-- Begin PROVIDED RECORDS --

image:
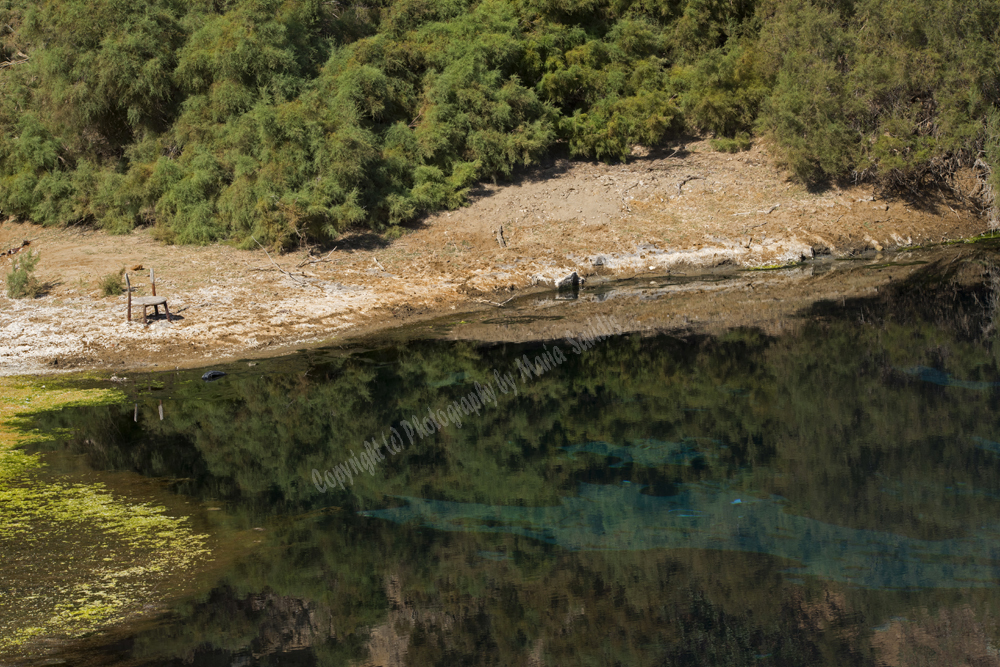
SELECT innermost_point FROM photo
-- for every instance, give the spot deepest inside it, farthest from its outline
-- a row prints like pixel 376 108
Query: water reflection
pixel 830 496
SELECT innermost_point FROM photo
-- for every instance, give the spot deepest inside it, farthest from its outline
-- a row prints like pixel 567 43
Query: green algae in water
pixel 76 558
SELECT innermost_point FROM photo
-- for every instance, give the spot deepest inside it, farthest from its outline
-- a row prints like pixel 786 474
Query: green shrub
pixel 292 119
pixel 21 281
pixel 741 142
pixel 112 284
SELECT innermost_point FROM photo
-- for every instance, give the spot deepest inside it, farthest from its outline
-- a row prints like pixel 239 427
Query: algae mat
pixel 74 557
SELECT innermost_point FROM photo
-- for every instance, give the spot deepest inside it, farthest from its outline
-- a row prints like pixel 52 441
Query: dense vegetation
pixel 291 119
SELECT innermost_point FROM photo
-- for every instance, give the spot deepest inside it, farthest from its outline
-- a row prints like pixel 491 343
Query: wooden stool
pixel 155 302
pixel 146 301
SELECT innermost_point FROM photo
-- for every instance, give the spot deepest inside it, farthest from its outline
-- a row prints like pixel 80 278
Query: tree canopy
pixel 288 119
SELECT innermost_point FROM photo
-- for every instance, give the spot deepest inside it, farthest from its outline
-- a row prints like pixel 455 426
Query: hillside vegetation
pixel 296 119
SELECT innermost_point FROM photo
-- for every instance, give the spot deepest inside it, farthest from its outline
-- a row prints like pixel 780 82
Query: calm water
pixel 827 497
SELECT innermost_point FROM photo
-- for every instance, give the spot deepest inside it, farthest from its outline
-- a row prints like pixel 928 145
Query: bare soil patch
pixel 665 213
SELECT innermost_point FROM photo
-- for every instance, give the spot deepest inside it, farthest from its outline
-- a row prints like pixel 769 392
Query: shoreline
pixel 608 224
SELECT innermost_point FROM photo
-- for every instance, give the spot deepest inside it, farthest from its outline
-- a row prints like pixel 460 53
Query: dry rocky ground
pixel 660 215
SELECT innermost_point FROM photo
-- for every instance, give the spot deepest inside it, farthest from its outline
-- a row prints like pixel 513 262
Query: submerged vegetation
pixel 865 421
pixel 290 119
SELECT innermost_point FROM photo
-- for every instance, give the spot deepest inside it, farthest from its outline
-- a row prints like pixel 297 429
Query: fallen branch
pixel 13 250
pixel 494 303
pixel 768 211
pixel 294 279
pixel 686 180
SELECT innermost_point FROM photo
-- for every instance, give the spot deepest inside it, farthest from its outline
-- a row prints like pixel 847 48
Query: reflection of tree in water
pixel 827 418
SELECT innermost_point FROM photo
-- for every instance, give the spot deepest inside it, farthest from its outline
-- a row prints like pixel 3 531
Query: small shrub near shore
pixel 21 281
pixel 112 285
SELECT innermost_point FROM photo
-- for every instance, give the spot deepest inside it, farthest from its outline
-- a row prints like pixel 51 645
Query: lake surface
pixel 829 496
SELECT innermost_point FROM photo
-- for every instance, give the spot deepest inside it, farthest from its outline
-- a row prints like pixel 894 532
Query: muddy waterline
pixel 810 481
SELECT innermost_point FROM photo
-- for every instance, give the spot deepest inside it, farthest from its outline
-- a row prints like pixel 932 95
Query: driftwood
pixel 686 180
pixel 316 261
pixel 494 303
pixel 294 279
pixel 15 249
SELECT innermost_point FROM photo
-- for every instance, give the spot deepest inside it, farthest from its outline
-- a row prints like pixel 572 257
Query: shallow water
pixel 830 496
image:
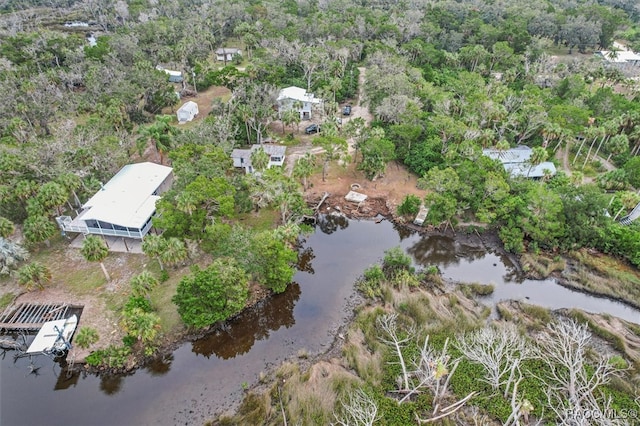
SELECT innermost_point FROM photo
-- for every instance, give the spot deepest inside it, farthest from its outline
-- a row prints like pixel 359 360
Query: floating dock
pixel 29 317
pixel 54 336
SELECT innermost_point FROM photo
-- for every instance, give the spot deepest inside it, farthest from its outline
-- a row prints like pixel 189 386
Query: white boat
pixel 54 336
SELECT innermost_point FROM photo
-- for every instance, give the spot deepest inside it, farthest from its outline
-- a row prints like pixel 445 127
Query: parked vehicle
pixel 314 128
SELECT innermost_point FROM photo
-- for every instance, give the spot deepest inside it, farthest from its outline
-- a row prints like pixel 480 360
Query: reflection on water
pixel 239 335
pixel 67 378
pixel 160 366
pixel 204 375
pixel 111 384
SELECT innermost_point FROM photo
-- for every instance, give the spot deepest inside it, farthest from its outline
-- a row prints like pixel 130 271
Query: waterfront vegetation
pixel 444 80
pixel 415 350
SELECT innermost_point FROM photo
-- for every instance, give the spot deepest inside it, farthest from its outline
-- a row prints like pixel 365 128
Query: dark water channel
pixel 202 377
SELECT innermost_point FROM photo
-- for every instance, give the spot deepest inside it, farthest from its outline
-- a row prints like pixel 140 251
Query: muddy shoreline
pixel 374 209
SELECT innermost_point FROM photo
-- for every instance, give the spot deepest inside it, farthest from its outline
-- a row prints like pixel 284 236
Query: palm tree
pixel 174 252
pixel 10 255
pixel 617 145
pixel 550 132
pixel 153 246
pixel 39 228
pixel 187 202
pixel 52 195
pixel 34 274
pixel 71 182
pixel 259 160
pixel 160 133
pixel 289 118
pixel 94 249
pixel 611 129
pixel 576 178
pixel 6 227
pixel 590 132
pixel 303 168
pixel 538 155
pixel 143 283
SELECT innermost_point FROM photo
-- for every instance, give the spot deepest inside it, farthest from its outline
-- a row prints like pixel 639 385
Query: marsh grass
pixel 607 276
pixel 477 289
pixel 542 266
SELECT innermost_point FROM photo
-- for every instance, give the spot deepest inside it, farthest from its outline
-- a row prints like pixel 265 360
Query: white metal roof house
pixel 242 157
pixel 297 98
pixel 227 53
pixel 187 112
pixel 125 205
pixel 174 76
pixel 516 162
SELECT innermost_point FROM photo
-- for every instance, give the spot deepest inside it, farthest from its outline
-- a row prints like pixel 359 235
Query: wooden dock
pixel 30 317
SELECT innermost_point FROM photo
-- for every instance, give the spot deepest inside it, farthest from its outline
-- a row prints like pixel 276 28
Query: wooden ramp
pixel 635 214
pixel 31 317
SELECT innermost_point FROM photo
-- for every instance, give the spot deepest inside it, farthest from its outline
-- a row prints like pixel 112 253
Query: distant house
pixel 187 112
pixel 242 157
pixel 516 161
pixel 298 99
pixel 227 53
pixel 125 205
pixel 621 58
pixel 174 76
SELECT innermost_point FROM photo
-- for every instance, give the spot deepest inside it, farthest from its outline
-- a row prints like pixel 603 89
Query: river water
pixel 206 376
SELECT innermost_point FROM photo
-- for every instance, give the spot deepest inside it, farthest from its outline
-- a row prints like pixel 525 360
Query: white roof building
pixel 125 205
pixel 297 99
pixel 242 157
pixel 187 112
pixel 516 161
pixel 297 94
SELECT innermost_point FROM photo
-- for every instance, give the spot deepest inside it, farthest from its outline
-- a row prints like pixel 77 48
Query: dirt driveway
pixel 357 111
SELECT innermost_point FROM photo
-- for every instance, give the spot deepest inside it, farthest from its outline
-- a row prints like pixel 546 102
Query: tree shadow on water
pixel 237 336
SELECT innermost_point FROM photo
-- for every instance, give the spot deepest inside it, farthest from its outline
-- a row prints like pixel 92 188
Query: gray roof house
pixel 516 162
pixel 227 53
pixel 242 157
pixel 125 205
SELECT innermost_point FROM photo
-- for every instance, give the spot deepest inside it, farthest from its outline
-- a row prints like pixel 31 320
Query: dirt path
pixel 563 156
pixel 357 111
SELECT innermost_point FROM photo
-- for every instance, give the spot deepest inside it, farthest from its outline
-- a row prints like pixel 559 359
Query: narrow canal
pixel 203 377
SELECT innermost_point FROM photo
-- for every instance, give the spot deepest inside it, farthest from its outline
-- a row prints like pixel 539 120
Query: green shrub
pixel 86 337
pixel 410 206
pixel 112 357
pixel 395 259
pixel 371 282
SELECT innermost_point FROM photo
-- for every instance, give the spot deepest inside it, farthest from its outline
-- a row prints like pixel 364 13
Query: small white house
pixel 227 53
pixel 174 76
pixel 517 162
pixel 124 206
pixel 187 112
pixel 242 157
pixel 298 99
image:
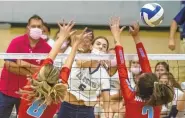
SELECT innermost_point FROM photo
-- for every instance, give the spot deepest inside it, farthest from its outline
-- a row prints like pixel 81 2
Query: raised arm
pixel 122 70
pixel 143 58
pixel 178 20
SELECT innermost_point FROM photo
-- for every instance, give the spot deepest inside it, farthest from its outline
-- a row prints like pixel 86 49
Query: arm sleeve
pixel 180 17
pixel 105 80
pixel 143 58
pixel 64 74
pixel 126 90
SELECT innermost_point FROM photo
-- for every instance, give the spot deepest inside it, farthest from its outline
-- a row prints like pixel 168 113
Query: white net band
pixel 90 56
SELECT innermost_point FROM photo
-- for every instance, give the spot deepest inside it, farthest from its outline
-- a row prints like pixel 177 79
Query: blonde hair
pixel 45 87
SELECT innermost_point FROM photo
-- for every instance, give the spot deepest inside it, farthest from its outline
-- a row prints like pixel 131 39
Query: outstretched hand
pixel 66 29
pixel 134 29
pixel 115 28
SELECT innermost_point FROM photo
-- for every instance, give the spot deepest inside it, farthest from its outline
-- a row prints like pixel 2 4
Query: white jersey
pixel 51 42
pixel 84 84
pixel 114 84
pixel 60 62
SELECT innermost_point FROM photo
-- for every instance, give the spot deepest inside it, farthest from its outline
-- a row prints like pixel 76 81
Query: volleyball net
pixel 176 61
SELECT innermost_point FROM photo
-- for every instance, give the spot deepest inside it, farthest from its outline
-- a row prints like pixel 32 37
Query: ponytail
pixel 45 87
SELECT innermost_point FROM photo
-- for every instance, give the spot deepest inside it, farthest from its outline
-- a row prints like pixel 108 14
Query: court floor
pixel 154 42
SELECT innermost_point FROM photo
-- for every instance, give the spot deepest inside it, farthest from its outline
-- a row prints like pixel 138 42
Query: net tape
pixel 90 56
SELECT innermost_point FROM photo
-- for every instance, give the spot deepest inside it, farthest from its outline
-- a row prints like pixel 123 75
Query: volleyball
pixel 152 14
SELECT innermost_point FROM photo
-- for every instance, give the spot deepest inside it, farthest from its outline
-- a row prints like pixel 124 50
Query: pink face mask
pixel 35 33
pixel 44 36
pixel 65 44
pixel 113 62
pixel 135 70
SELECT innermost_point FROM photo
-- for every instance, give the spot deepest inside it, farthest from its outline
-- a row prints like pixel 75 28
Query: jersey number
pixel 82 87
pixel 36 109
pixel 148 110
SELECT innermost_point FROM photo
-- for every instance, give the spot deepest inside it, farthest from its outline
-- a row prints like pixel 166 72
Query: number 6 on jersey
pixel 148 110
pixel 36 109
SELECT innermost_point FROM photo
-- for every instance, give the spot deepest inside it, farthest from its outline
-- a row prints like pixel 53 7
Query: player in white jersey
pixel 83 47
pixel 116 102
pixel 171 109
pixel 84 82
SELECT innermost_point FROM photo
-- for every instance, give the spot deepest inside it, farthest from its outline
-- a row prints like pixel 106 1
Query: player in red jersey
pixel 44 92
pixel 146 100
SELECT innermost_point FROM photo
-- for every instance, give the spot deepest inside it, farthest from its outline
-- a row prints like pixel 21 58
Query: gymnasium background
pixel 95 15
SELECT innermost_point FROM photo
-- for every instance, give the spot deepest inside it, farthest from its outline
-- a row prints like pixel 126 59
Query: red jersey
pixel 135 106
pixel 34 109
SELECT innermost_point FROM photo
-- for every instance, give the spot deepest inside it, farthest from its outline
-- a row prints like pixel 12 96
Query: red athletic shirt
pixel 135 106
pixel 32 110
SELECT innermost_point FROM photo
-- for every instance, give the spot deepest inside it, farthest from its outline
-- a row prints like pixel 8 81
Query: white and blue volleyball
pixel 152 14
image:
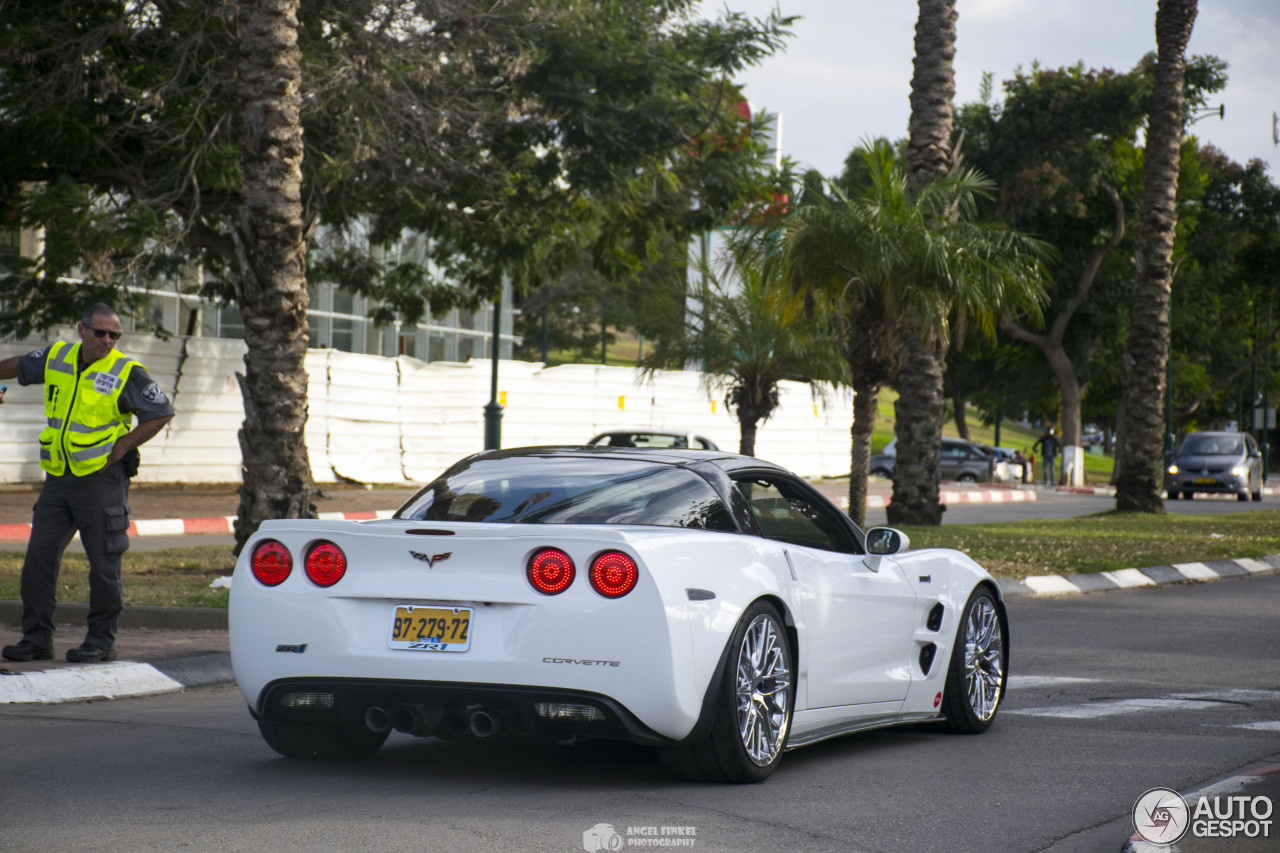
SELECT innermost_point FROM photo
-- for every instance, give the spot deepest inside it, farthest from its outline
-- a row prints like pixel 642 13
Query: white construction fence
pixel 402 420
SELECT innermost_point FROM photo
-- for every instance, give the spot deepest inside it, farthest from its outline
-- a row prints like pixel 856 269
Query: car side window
pixel 789 516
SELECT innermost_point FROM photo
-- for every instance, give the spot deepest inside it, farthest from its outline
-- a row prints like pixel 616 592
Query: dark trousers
pixel 97 505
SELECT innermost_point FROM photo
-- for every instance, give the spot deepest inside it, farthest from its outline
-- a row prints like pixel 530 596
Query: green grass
pixel 1105 542
pixel 170 578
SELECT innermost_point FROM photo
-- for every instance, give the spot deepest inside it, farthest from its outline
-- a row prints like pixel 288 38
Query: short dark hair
pixel 94 310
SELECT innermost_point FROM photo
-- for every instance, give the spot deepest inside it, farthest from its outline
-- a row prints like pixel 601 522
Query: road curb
pixel 224 524
pixel 115 680
pixel 1046 585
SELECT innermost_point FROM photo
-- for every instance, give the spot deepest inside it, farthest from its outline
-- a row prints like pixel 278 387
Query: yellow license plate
pixel 432 629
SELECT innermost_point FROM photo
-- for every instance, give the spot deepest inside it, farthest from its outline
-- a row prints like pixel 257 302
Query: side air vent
pixel 935 620
pixel 927 657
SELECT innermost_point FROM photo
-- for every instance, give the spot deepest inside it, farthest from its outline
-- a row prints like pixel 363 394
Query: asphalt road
pixel 1112 694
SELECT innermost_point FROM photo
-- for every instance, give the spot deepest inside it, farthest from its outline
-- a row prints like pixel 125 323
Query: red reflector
pixel 551 571
pixel 272 562
pixel 325 564
pixel 613 574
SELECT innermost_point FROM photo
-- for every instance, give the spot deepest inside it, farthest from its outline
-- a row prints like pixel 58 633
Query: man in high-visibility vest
pixel 88 452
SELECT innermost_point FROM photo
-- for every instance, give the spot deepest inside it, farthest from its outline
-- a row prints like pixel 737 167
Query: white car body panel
pixel 859 621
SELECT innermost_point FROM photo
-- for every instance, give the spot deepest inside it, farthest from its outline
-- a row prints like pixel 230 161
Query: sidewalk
pixel 151 660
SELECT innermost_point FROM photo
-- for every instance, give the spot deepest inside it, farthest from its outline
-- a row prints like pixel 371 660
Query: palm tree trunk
pixel 1139 483
pixel 746 434
pixel 270 283
pixel 933 90
pixel 919 414
pixel 918 424
pixel 865 405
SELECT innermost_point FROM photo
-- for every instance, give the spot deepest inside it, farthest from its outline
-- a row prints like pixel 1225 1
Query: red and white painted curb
pixel 183 527
pixel 955 496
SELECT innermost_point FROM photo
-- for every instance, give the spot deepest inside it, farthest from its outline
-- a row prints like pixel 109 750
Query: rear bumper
pixel 447 708
pixel 1229 484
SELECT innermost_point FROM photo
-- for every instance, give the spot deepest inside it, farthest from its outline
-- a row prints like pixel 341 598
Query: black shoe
pixel 90 653
pixel 26 651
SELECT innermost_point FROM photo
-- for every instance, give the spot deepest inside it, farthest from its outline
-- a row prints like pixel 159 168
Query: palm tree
pixel 749 329
pixel 918 416
pixel 897 260
pixel 1139 480
pixel 272 286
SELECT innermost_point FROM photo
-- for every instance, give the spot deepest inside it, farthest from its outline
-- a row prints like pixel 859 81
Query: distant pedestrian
pixel 1024 465
pixel 88 452
pixel 1050 446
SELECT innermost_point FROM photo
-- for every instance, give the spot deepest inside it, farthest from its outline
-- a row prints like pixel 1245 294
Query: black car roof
pixel 658 456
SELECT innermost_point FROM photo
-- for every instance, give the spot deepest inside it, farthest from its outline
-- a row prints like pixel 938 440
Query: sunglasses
pixel 104 333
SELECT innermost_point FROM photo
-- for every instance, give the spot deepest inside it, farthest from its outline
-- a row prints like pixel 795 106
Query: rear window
pixel 570 491
pixel 1212 446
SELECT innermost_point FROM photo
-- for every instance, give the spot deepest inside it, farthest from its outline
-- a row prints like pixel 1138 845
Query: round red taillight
pixel 325 564
pixel 272 562
pixel 613 574
pixel 551 571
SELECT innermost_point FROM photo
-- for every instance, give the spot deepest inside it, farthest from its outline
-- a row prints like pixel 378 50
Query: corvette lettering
pixel 577 662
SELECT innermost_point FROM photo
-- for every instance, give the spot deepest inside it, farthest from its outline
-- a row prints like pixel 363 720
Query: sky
pixel 846 73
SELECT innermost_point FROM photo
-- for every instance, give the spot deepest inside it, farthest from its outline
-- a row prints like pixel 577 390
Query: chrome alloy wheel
pixel 763 690
pixel 983 658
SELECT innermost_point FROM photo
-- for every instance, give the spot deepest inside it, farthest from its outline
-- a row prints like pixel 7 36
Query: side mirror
pixel 885 542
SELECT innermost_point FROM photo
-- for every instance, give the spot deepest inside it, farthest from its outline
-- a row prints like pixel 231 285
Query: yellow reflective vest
pixel 83 418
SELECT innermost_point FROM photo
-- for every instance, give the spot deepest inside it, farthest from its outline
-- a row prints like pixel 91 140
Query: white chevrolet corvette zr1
pixel 709 605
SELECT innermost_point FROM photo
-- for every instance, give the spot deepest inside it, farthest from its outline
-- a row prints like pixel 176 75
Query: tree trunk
pixel 918 425
pixel 919 413
pixel 1118 445
pixel 933 91
pixel 272 287
pixel 865 406
pixel 1141 480
pixel 746 433
pixel 958 409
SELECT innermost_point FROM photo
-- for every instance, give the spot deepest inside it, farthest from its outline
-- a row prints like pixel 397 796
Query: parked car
pixel 713 606
pixel 1009 469
pixel 673 438
pixel 1221 463
pixel 958 460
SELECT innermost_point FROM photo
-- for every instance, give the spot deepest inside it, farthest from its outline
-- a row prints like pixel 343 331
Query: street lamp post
pixel 493 410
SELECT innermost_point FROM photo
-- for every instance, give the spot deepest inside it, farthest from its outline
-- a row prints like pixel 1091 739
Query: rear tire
pixel 976 679
pixel 332 742
pixel 753 707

-- End PROVIDED RECORDS --

* **EXERCISE**:
List every line of the records that contains the string "reflection", matching case exactly.

* **ANSWER TO THE TASK**:
Query: water reflection
Query: reflection of tree in water
Query: reflection on water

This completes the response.